▶ _Tugas Pengerjaan_
#1 Tentukan apakah setiap pernyataan berikut sesuai dengan teks tentang proyek MCK di Kecamatan Gunung Kaler: (a) para pekerja di lokasi terlihat memakai helm dan rompi proyek; (b) proyek MCK tersebut berlokasi di lingkungan Kantor Kecamatan Gunung Kaler; (c) teks menyebut Undang-Undang Nomor 14 Tahun 2008 sebagai salah satu aturan yang mengatur standar minimal papan informasi proyek. Jawab ya atau tidak untuk tiap pernyataan, lalu kutip kata-kata teks yang menjadi dasarnya.
#2 Teruskan berita tentang proyek MCK di Kecamatan Gunung Kaler, dimulai setelah kalimat terakhir yang tersedia.

▶ _Teks Bacaan_
+--

BAU BUSUK PROYEK MCK DI KECAMATAN GUNUNG KALER: TANPA PAPAN, TANPA PENGAWASAN, TANPA MALU!
TANGERANG – inovasiNews.com Dunia birokrasi kembali tercoreng. Proyek pembangunan fasilitas Mandi, Cuci, Kakus (MCK) yang berlokasi di lingkungan Kantor Kecamatan Gunung Kaler diduga kuat sarat pelanggaran dan minim pengawasan. Proyek tersebut berjalan tanpa papan informasi, tanpa standar keselamatan kerja, dan tanpa kejelasan sumber anggaran. Proyek yang semestinya membawa manfaat bagi masyarakat ini, justru menimbulkan kecurigaan publik. Tidak adanya transparansi membuka ruang dugaan praktik yang tidak sesuai prosedur. Apakah ini bentuk kelalaian atau justru ada indikasi kongkalikong yang sengaja dibiarkan?
Pantauan awak media di lokasi menunjukkan sejumlah pekerja melaksanakan pembangunan tanpa Alat Pelindung Diri (APD). Tidak terlihat helm, sepatu safety, atau rompi proyek yang seharusnya wajib digunakan. Hal ini menunjukkan dugaan pengabaian terhadap prinsip Keselamatan dan Kesehatan Kerja (K3) yang telah diatur dalam peraturan nasional.
Yang lebih mencengangkan, proyek ini berjalan tanpa papan informasi yang mencantumkan nama kegiatan, sumber anggaran, nilai kontrak, waktu pelaksanaan, volume pekerjaan, hingga nama pelaksana. Padahal semua itu merupakan standar minimal yang diatur dalam Perpres Nomor 70 Tahun 2012 serta Undang-Undang Nomor 14 Tahun 2008 tentang Keterbukaan Informasi Publik.

+--

▶ _Daftar Materi_
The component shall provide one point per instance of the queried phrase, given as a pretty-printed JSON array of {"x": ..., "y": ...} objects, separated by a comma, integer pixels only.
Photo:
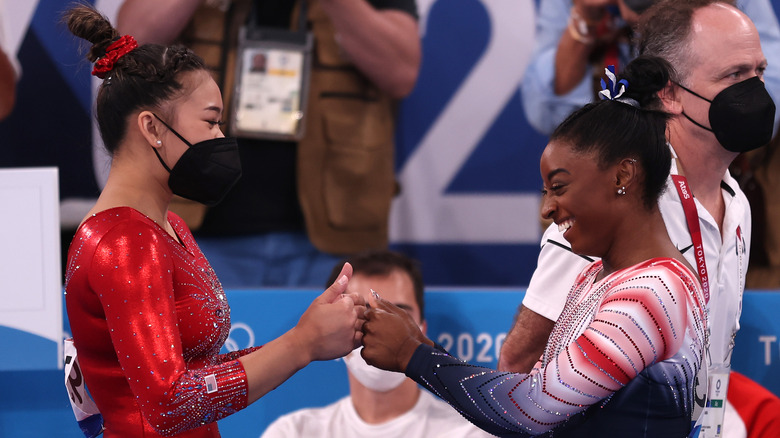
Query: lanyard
[{"x": 692, "y": 218}]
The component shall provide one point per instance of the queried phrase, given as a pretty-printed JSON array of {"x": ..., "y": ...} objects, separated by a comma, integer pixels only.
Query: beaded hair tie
[
  {"x": 114, "y": 52},
  {"x": 614, "y": 89}
]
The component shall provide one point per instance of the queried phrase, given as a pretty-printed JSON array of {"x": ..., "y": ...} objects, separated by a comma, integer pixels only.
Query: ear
[
  {"x": 626, "y": 173},
  {"x": 150, "y": 128},
  {"x": 670, "y": 98}
]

+--

▶ _Jawaban Setiap Tugas_
#1
(a) Tidak: "Tidak terlihat helm, sepatu safety, atau rompi proyek yang seharusnya wajib digunakan."
(b) Ya: "yang berlokasi di lingkungan Kantor Kecamatan Gunung Kaler"
(c) Ya: "Padahal semua itu merupakan standar minimal yang diatur dalam Perpres Nomor 70 Tahun 2012 serta Undang-Undang Nomor 14 Tahun 2008 tentang Keterbukaan Informasi Publik."

#2
Dedi. K, seorang aktivis di Kabupaten Tangerang, angkat bicara. "Kalau seperti ini, bagaimana publik bisa percaya? Proyek ini terkesan sengaja ditutup-tutupi. Tidak ada informasi, tidak ada pengawasan. Ini bisa memicu dugaan praktik penyimpangan anggaran," ujarnya tegas.
Ia juga mempertanyakan sikap Kecamatan Gunung Kaler sebagai pihak yang seharusnya mengawasi kegiatan di wilayahnya. “Apakah pihak kecamatan memang tidak tahu, atau pura-pura tidak tahu? Jika ini dibiarkan, maka bisa menurunkan kepercayaan masyarakat terhadap pemerintahan tingkat bawah.”
Dedi menegaskan bahwa pembangunan MCK memang penting dalam upaya meningkatkan sanitasi. Namun jika dilaksanakan tanpa keterbukaan, proyek tersebut kehilangan nilai manfaatnya. “Jangan sampai proyek publik hanya menjadi bancakan segelintir pihak,” tandasnya.
Dalam sistem pemerintahan yang sehat, proyek sekecil apapun tetap harus transparan. Ketika tidak ada papan kegiatan, dan pengawasan seolah lenyap, maka wajar jika publik mencurigai adanya indikasi penyimpangan.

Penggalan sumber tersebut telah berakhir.